Sunday 16 October 2011

It's over

I suppose that part of me knew it was probably coming, but part of me was also still trying to make it work.  But as of three weeks ago, my marriage is officially over.  It was not a decision that I made after a great deal of thought, but a decision that I made when my husband walked out.  He dropped of Hammad one night, didn't even come in the house, told Hammad to tell me that he was going back into town.  The only reason he came back and told me himself was that he'd forgotten to give Hammad my dinner, which was still in his car.  The fact that he had the seven year old tell me, and then the fact that I told him that if he walked out and decided to stay in town for the time being that that was the end of the marriage as I was not going to continue as I am done playing the in and out game he'd created over the last few years.  So while he made the decision to leave, I made the decision that he is not coming back.

Quite honestly, I'm done.  I'm just.  So.  Done.

He and I married in 2003, after starting to date in 2002.  We had Hammad in 2004 and Hassaan in 2005.  In February of 2004, he announced to me that two days earlier he'd started a business.  This should have been my first sign that things were not going to go well, but fine.  From the get go, he was not responsible with his business.  He did not do billing appropriately, he did not file taxes (at all) and he was very secretive with his finances from me.  In 2005, shortly after Hassaan was born, for reasons that still don't seem totally sane, he moved into a camper in the driveway saying that it was easier for him to get to his taxi in the middle of the night if someone called for a taxi.  This was an argument until December of 2007 when he (again without my knowledge) started looking at houses out of town, and put in a bid.  He didn't tell me until he needed my signature on some papers.  At that point, I should have kicked has butt to the curb, but I didn't - because as far as I was concerned you don't get divorced unless there is abuse or infidelity.  At the time, I probably should of added "stupid" to that list.

Listed entries:
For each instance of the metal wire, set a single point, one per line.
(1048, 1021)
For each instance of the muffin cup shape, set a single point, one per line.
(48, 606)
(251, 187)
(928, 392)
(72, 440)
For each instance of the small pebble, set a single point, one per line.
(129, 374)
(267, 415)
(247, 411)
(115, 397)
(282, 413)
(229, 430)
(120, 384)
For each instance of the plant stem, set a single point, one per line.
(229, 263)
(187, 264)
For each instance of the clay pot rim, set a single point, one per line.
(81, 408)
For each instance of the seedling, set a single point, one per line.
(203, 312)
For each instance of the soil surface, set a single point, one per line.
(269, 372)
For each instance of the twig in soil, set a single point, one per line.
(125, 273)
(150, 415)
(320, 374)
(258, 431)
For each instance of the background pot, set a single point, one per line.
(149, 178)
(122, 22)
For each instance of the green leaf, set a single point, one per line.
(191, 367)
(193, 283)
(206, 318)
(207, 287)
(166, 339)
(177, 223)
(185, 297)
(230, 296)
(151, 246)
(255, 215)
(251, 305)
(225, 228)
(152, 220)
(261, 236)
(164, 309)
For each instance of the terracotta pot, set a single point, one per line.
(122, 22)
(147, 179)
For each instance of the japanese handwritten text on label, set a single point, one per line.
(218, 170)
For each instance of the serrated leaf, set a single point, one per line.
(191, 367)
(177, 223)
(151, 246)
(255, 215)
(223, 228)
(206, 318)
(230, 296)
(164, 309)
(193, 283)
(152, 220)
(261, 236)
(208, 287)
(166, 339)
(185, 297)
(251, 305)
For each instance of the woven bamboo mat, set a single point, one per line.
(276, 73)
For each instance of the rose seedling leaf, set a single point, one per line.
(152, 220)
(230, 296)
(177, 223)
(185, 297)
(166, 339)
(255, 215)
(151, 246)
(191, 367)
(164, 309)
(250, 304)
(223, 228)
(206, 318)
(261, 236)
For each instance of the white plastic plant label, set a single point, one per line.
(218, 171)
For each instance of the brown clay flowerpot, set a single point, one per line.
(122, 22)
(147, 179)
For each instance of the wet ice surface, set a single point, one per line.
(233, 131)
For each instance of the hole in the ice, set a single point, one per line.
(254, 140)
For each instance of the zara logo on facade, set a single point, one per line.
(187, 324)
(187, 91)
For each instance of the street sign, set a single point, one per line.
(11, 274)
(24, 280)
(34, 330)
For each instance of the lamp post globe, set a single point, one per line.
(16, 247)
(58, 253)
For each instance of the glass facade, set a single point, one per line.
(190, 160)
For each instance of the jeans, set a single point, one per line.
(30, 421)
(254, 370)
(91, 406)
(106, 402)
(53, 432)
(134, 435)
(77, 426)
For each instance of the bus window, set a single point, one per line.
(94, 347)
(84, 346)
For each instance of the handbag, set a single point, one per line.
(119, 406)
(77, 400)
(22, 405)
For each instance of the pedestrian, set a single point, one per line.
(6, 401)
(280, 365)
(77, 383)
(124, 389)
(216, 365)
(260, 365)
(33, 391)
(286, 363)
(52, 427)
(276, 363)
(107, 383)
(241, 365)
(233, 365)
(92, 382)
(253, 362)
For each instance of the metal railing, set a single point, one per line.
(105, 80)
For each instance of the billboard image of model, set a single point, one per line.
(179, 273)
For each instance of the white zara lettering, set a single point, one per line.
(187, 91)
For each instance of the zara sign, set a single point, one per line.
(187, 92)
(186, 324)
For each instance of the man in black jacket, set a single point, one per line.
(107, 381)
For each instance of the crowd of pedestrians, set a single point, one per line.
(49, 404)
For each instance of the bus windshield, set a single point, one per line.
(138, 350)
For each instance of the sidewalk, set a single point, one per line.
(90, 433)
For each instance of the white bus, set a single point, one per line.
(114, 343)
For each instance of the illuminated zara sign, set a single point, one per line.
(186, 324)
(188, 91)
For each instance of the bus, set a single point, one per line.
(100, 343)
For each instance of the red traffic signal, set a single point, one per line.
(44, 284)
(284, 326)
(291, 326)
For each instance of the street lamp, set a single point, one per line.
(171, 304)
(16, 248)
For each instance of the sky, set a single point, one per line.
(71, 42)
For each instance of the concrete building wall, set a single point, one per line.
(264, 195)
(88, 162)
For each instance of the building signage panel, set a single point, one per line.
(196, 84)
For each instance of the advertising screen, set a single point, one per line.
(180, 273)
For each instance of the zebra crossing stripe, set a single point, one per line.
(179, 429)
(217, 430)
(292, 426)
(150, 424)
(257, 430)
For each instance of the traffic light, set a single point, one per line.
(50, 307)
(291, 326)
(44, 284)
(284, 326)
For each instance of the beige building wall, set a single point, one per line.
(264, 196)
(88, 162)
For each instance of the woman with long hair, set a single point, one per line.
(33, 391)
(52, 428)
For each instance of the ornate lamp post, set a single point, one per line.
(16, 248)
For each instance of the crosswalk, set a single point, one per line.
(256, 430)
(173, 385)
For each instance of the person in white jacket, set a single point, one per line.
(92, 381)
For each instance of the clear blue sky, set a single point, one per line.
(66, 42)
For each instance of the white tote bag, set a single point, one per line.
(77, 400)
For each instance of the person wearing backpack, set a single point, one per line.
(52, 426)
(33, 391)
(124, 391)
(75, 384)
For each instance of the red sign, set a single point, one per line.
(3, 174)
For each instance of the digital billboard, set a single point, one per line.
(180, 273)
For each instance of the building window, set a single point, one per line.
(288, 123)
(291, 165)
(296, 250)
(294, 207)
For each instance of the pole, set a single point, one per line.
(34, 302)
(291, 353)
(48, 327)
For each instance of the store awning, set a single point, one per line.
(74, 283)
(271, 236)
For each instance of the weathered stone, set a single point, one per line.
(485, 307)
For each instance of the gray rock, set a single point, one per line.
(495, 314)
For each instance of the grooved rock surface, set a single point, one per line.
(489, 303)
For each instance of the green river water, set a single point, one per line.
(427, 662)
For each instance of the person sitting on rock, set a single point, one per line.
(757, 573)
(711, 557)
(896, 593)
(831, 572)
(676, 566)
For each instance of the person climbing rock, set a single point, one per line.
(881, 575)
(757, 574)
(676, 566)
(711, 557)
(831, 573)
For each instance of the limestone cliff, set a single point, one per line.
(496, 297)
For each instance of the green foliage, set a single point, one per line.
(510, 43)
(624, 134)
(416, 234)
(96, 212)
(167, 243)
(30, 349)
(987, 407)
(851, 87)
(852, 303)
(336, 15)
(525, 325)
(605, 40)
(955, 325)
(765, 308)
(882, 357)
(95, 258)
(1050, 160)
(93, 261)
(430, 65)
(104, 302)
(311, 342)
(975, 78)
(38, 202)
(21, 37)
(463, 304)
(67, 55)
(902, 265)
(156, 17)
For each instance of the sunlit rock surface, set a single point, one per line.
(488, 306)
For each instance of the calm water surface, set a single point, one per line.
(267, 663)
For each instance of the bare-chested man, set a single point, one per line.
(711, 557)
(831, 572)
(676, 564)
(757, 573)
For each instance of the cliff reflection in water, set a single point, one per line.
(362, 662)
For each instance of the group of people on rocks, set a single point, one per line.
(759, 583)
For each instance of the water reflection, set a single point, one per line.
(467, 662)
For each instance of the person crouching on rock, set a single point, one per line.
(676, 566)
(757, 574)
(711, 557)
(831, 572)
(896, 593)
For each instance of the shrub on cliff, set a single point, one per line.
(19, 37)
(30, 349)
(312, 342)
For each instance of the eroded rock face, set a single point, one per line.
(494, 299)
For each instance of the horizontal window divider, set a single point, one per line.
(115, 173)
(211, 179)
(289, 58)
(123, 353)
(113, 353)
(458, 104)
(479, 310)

Stated task A: Which years does the blog post about the end of the marriage mention in the paragraph beginning "He and I married in 2003"? List each year once.
Stated task B: Pick up the blog post about the end of the marriage after its last sentence and continue it.

Exercise result A: 2003, 2002, 2004, 2005, 2007

Exercise result B:
In January of 2008, the boys and I moved to a village 15 minutes from where we were living.  What I had thought at the time turned out not to be what was happening - he did not move with us.  He moved from the trailer into the house in town.  That was January.  In July, he finally moved in with us.  Why?  Because he was arrested on four counts of possession with intent to distribute and one count of proceeds of a crime (the money from selling the four different drugs he was found with).  Now, did I know any of that was going on?  Without a doubt - NO, I did not.  Even though the police have it in the report that "I knew but chose to look the other way."  They obviously do not know me, because those that do know me know that a) I have a hard time keeping my mouth shut with something like that when I'm angry; and b) I would have taken him to the cops myself, if not killed him and denied knowing anything about it.  I am so anti-drug that I don't even have the "legalize marijuana" conversation with people I know that support it.  I bailed him out.  Now, looking back, I'm not sure why I did.  But at the time, I thought that it was my husband and the right thing to do.  That if I screwed up I'd want a second chance.  So I gave him that.  And I stood by him when the newpapers in town and other people who did not know him denigrated him in front of me.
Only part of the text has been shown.